● Data shown:
>> start

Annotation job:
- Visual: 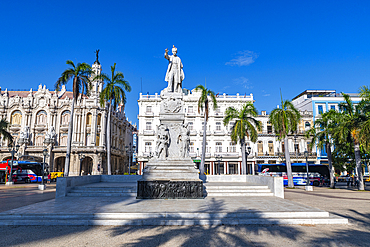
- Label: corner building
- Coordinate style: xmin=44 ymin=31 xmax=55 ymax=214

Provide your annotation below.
xmin=0 ymin=61 xmax=136 ymax=176
xmin=137 ymin=89 xmax=316 ymax=175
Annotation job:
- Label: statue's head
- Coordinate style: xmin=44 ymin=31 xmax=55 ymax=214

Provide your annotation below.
xmin=172 ymin=45 xmax=177 ymax=55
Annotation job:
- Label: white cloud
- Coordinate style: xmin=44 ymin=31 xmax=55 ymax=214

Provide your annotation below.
xmin=234 ymin=76 xmax=253 ymax=89
xmin=225 ymin=50 xmax=258 ymax=66
xmin=262 ymin=90 xmax=271 ymax=97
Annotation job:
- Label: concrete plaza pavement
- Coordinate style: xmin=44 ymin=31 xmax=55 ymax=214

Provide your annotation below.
xmin=0 ymin=184 xmax=370 ymax=247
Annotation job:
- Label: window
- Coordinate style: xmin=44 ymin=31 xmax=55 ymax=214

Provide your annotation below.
xmin=188 ymin=122 xmax=194 ymax=131
xmin=188 ymin=106 xmax=193 ymax=113
xmin=216 ymin=122 xmax=221 ymax=131
xmin=216 ymin=142 xmax=222 ymax=153
xmin=86 ymin=113 xmax=92 ymax=126
xmin=10 ymin=111 xmax=22 ymax=125
xmin=145 ymin=142 xmax=152 ymax=153
xmin=317 ymin=105 xmax=323 ymax=114
xmin=98 ymin=114 xmax=101 ymax=126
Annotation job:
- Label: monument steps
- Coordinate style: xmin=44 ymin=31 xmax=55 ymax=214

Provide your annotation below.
xmin=67 ymin=181 xmax=137 ymax=197
xmin=203 ymin=182 xmax=274 ymax=196
xmin=0 ymin=211 xmax=348 ymax=226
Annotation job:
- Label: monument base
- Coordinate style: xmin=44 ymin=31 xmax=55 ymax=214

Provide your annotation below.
xmin=136 ymin=179 xmax=203 ymax=199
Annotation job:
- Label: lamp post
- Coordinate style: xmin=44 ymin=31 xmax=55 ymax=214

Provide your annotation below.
xmin=125 ymin=143 xmax=136 ymax=175
xmin=217 ymin=155 xmax=222 ymax=175
xmin=304 ymin=150 xmax=313 ymax=191
xmin=245 ymin=146 xmax=254 ymax=175
xmin=294 ymin=134 xmax=298 ymax=163
xmin=39 ymin=148 xmax=48 ymax=190
xmin=6 ymin=144 xmax=19 ymax=185
xmin=78 ymin=153 xmax=85 ymax=176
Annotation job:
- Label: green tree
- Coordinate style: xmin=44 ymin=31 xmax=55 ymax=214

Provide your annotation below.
xmin=93 ymin=63 xmax=131 ymax=175
xmin=55 ymin=60 xmax=92 ymax=177
xmin=195 ymin=85 xmax=217 ymax=175
xmin=224 ymin=102 xmax=262 ymax=175
xmin=335 ymin=93 xmax=369 ymax=190
xmin=306 ymin=110 xmax=337 ymax=188
xmin=0 ymin=119 xmax=13 ymax=143
xmin=269 ymin=94 xmax=301 ymax=188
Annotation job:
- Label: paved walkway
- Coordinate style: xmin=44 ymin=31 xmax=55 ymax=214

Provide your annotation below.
xmin=0 ymin=184 xmax=370 ymax=247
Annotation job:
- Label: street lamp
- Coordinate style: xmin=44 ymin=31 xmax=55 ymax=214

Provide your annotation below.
xmin=125 ymin=143 xmax=136 ymax=175
xmin=39 ymin=148 xmax=48 ymax=190
xmin=245 ymin=146 xmax=254 ymax=175
xmin=217 ymin=155 xmax=222 ymax=175
xmin=6 ymin=144 xmax=19 ymax=185
xmin=78 ymin=153 xmax=85 ymax=176
xmin=294 ymin=134 xmax=298 ymax=163
xmin=304 ymin=150 xmax=310 ymax=186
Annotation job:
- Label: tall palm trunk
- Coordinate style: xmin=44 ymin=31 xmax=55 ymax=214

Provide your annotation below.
xmin=64 ymin=98 xmax=75 ymax=177
xmin=107 ymin=103 xmax=112 ymax=175
xmin=284 ymin=135 xmax=294 ymax=188
xmin=199 ymin=111 xmax=207 ymax=175
xmin=326 ymin=143 xmax=335 ymax=188
xmin=240 ymin=138 xmax=247 ymax=175
xmin=354 ymin=142 xmax=364 ymax=190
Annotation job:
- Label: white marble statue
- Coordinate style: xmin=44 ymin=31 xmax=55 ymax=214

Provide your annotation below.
xmin=164 ymin=46 xmax=185 ymax=93
xmin=156 ymin=124 xmax=170 ymax=159
xmin=46 ymin=126 xmax=56 ymax=139
xmin=20 ymin=126 xmax=30 ymax=140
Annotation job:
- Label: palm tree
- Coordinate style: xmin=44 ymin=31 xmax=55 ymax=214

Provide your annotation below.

>> end

● Exercise requirements: Report every line in the data above that contains the string "palm", copying each such line in full. Only matches with the same case count.

● Output of the exercise:
- Label: tall palm trunk
- Label: palm tree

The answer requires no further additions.